__Request__.
Check each statement against the physics homework thread. Answer yes or no, and quote the words from the thread that decide it.
1. In the first problem, the coal is taken from a mine 150 meters deep.
2. In the second problem, the block of steel is immersed in water.
3. The reply defines work as force divided by distance.

__Page text__.
--- start ---

School help - Physics

[Wano97]

I was wondering if anyone can help me with a few things for school.

Some things possibly don't make sense, I used google translate for certain words.

 

1. Calculate the power(/output) of a machine which gets 15.000 kilo (=33069.3393 pounds) coal out of a mine which is 150 meters deep.

I'm pretty sure you'll have to use gravity or acceleration due to gravity here which is 9.81meter/second² (m/s²)

 

 

2. A block of steel (bulk density of steel = 7800kg/m³) with a volume of 80 centimeters³ (cm³) gets immersed in petroleum (bulk density of petroleum = 800kg/m³)

 

A) How large is the weight of the block of steel

B ) How large is apparent weight of this immersed steel?

C) How big is the upward force/uplift that the block of steel encounters from the petroleum?

[Vitalius]

-snip-

I'm just going to give some notes:

Power = Force * Distance / Time : It's the rate of doing work, where work is force x distance.

--- end ---

__Source material__.
--- start ---

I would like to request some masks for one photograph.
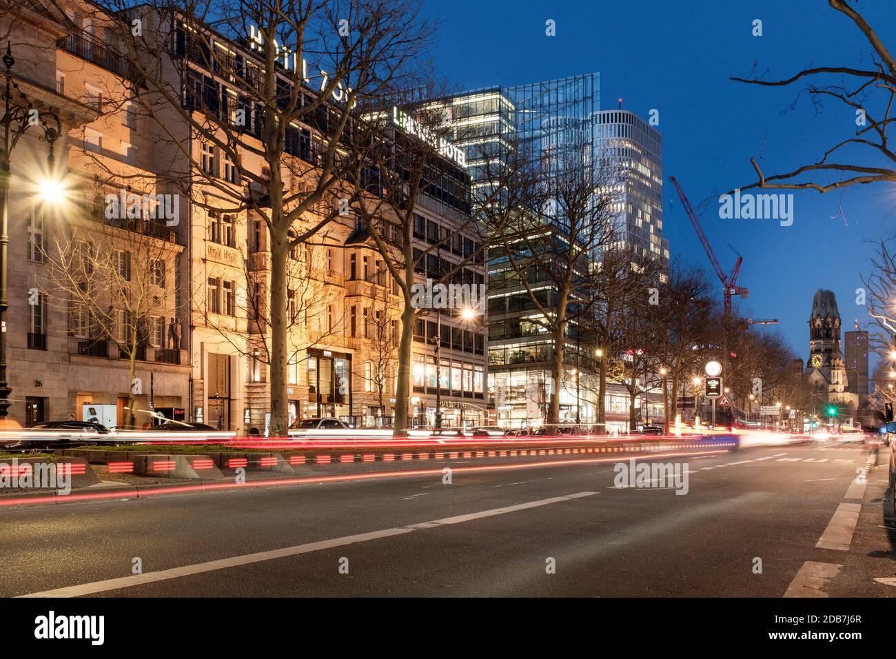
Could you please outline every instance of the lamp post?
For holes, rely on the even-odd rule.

--- end ---

__Result__.
1. Yes: "out of a mine which is 150 meters deep"
2. No: "gets immersed in petroleum"
3. No: "where work is force x distance"